Short task
Print only the line with "Every instance of the grey" and the lines after it, ending with the last line of the material, each exactly as it stands.

Given data
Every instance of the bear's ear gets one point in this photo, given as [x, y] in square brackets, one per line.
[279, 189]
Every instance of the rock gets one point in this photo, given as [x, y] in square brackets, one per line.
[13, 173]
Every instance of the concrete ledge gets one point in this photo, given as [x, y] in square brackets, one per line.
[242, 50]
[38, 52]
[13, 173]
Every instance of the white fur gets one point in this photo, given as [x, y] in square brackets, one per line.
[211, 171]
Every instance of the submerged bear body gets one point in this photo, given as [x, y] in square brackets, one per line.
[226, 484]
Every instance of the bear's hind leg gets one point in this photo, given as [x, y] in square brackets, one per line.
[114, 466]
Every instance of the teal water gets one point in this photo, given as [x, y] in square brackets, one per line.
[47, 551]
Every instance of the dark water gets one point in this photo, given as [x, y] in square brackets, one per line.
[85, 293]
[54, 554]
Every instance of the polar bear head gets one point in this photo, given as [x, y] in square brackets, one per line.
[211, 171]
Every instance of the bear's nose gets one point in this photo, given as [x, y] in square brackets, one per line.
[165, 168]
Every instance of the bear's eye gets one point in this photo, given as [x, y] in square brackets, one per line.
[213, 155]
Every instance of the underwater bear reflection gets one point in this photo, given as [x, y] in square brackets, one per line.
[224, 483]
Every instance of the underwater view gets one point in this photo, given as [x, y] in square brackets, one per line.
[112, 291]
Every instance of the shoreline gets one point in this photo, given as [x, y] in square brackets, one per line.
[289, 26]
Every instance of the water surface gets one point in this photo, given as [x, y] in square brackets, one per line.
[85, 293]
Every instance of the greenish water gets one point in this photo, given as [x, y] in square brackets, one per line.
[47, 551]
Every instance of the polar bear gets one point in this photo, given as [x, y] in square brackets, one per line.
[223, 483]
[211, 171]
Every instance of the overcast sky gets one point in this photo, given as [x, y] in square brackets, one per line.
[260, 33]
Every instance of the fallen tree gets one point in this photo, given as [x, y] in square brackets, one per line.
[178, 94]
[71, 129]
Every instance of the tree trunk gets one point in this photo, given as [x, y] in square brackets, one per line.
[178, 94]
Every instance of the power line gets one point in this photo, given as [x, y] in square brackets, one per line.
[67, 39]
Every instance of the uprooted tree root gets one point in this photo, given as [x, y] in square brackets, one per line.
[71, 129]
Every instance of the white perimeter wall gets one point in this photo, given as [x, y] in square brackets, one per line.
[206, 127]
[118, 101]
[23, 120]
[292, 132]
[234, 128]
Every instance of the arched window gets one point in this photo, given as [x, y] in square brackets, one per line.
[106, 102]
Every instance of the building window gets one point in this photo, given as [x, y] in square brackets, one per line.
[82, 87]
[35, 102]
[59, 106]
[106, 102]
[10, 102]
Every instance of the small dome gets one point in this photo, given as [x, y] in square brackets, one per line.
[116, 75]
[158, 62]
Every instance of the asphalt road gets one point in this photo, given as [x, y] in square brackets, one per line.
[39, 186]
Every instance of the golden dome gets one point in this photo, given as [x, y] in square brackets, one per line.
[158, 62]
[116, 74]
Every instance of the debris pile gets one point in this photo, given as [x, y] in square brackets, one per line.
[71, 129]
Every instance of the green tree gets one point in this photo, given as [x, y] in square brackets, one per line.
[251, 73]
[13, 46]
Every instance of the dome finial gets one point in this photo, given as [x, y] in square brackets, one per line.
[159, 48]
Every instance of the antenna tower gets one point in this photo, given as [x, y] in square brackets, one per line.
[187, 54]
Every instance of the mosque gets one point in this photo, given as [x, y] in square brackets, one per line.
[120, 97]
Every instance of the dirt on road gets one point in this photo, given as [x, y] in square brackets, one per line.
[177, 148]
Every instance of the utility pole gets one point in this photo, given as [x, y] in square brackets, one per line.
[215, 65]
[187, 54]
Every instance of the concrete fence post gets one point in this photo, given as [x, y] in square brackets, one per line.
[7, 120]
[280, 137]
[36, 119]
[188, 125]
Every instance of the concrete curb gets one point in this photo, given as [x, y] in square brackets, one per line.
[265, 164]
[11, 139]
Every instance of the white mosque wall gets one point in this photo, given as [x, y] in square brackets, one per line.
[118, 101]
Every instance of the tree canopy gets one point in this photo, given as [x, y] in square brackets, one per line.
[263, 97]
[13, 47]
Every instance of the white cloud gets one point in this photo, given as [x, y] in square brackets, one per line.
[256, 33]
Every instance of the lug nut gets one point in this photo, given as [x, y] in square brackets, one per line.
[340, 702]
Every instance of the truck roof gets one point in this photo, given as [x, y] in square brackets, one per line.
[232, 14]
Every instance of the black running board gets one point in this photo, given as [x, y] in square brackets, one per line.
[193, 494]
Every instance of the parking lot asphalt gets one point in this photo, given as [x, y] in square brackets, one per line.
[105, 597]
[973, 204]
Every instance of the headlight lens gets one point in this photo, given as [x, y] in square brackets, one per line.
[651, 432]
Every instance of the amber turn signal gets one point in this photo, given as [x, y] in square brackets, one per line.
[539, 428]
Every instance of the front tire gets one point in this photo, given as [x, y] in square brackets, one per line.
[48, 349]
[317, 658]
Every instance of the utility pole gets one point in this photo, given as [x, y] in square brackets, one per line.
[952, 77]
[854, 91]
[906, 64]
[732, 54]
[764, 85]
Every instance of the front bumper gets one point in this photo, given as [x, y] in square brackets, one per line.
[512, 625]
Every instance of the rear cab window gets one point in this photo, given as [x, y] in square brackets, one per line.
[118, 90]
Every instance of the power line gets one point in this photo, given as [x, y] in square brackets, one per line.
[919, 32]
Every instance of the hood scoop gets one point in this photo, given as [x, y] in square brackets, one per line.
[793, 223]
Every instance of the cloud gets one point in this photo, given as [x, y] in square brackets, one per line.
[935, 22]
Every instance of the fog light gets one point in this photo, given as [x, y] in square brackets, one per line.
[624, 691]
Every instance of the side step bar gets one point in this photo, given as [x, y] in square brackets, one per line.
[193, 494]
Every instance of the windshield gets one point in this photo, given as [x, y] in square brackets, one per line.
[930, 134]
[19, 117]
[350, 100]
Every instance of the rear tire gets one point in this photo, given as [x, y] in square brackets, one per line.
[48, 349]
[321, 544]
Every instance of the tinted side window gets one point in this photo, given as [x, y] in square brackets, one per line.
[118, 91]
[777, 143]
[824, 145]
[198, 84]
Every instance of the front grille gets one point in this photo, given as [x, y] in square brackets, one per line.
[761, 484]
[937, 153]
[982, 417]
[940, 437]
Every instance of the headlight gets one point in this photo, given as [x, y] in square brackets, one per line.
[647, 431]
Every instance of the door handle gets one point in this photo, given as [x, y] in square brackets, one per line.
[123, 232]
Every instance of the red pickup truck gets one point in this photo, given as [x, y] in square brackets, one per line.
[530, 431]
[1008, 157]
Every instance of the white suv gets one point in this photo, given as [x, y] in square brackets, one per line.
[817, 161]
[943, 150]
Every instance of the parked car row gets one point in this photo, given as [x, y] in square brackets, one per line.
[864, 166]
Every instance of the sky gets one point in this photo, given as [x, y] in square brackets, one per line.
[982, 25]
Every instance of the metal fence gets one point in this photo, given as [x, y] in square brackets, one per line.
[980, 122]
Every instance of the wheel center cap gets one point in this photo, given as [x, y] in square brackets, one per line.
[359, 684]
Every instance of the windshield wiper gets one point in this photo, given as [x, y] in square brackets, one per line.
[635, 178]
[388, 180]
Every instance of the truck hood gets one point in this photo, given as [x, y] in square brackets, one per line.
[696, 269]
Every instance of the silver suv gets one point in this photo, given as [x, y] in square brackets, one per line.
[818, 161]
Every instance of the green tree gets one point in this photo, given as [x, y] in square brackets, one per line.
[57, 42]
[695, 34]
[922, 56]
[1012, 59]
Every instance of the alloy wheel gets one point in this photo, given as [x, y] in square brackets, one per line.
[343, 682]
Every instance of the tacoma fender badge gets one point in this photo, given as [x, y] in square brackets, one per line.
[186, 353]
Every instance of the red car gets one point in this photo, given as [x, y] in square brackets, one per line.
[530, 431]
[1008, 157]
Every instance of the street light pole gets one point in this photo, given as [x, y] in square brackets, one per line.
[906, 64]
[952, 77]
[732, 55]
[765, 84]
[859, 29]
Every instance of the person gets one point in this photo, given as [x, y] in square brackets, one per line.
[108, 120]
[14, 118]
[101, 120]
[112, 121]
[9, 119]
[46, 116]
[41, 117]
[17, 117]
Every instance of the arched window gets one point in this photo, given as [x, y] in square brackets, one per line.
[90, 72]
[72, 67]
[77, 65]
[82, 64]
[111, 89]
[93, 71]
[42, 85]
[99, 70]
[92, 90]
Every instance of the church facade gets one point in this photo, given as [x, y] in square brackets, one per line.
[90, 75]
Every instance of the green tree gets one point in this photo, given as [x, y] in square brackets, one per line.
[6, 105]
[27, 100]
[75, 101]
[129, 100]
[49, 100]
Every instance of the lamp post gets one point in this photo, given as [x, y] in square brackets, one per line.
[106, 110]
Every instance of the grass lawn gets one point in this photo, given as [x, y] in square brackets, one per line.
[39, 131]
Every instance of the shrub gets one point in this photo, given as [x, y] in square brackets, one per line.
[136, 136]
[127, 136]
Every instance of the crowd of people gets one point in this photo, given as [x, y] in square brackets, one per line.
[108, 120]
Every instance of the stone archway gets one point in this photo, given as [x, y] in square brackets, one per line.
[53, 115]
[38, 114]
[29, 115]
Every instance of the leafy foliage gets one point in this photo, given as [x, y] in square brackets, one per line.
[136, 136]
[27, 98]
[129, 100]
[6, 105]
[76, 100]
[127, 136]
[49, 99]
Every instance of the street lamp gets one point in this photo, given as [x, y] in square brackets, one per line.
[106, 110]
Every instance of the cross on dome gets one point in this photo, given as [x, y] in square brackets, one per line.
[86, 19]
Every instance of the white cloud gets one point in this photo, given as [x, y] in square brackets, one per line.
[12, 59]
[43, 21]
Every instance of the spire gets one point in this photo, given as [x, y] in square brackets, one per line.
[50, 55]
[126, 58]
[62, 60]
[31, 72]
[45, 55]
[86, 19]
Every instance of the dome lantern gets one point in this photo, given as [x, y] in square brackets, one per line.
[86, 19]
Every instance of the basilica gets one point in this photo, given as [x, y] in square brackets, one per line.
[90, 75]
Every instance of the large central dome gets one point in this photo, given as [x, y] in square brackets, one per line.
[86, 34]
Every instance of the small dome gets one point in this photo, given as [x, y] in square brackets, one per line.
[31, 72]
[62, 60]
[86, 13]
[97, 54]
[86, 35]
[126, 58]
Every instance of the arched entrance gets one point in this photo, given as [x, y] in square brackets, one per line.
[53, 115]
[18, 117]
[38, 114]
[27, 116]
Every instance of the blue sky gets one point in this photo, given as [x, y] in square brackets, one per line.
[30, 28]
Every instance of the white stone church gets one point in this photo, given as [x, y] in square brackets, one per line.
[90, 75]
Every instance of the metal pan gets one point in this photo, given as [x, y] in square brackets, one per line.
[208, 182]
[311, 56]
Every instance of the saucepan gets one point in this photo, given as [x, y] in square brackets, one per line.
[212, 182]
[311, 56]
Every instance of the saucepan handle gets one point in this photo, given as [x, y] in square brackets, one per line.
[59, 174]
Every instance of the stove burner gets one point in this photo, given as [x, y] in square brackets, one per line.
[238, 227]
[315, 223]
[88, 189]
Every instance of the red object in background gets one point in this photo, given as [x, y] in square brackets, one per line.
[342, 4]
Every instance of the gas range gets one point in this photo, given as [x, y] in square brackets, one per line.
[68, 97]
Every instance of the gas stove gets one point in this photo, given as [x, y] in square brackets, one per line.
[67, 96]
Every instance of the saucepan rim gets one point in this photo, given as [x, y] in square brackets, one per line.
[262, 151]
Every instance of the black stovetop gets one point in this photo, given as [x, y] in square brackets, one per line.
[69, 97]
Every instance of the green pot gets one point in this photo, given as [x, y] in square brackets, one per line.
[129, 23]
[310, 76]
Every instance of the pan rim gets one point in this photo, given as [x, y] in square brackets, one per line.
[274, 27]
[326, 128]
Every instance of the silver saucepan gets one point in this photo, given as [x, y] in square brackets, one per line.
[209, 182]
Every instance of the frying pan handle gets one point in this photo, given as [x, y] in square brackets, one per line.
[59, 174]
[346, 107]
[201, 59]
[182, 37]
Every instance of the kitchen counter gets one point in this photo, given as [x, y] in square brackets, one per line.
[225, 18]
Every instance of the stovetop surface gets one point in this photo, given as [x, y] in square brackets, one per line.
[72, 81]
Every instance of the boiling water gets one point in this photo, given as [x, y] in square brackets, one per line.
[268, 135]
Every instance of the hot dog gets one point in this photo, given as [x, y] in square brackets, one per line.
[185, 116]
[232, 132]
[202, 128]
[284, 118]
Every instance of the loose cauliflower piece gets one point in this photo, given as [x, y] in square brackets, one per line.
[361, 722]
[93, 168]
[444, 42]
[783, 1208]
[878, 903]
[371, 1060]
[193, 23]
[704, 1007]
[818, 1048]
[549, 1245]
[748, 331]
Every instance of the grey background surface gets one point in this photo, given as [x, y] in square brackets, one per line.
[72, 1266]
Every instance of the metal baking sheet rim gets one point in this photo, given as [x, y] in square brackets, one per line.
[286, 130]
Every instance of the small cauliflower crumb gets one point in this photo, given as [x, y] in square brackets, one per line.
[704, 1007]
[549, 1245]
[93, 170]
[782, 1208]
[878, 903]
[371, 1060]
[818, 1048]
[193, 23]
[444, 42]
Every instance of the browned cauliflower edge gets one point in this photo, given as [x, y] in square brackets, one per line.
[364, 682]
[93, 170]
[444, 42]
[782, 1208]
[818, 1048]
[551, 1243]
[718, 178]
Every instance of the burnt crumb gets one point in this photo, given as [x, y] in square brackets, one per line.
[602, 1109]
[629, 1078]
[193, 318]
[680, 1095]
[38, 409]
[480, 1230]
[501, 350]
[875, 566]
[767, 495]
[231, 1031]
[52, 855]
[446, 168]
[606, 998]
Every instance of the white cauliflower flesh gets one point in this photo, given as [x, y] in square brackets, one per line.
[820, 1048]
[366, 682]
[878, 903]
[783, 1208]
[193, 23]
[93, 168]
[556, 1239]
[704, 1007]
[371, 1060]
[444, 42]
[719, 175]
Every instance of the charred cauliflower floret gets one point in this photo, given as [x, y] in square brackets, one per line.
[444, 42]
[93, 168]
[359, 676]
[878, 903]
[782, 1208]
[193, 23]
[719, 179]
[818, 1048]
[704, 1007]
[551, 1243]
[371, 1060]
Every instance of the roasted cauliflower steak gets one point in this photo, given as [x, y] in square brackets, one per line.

Output for this task
Every instance of the grey background surface gets one point in this photo, given as [x, y] in square brackets, one per line.
[72, 1266]
Every instance of the metal baking sheet rim gets one point in this photo, given as [x, y] in square brackets, one per line.
[286, 130]
Every instance of the small cauliflower crumb gets one point in this photo, given as [x, y] in square brackets, one per line.
[704, 1007]
[549, 1245]
[93, 170]
[782, 1208]
[878, 903]
[371, 1060]
[818, 1048]
[193, 23]
[444, 42]
Every instance of the browned cauliflower edge gets one point in this photo, given as [x, y] in square brackets, one per line.
[364, 682]
[93, 170]
[444, 42]
[782, 1208]
[818, 1048]
[551, 1243]
[718, 178]
Every instance of the burnt crumb gets one point in this photo, given as [x, y] in square brackets, one per line.
[602, 1109]
[629, 1078]
[193, 318]
[680, 1095]
[38, 409]
[480, 1230]
[501, 350]
[875, 566]
[767, 495]
[231, 1031]
[52, 855]
[446, 168]
[606, 998]
Every instance of the white cauliflower flesh gets one point in this photo, given as [x, y] in square brackets, one per line.
[820, 1048]
[366, 682]
[878, 903]
[783, 1208]
[193, 23]
[93, 168]
[556, 1239]
[704, 1007]
[371, 1060]
[444, 42]
[719, 175]
Every instance of the charred cauliflower floret gets one point in this photo, given as [x, y] in square brackets, one per line.
[444, 42]
[93, 168]
[359, 676]
[878, 903]
[782, 1208]
[193, 23]
[719, 179]
[818, 1048]
[704, 1007]
[551, 1243]
[371, 1060]
Every instance of the roasted cauliflower steak gets one point in this photo, given as [x, y] in square brackets, one per line.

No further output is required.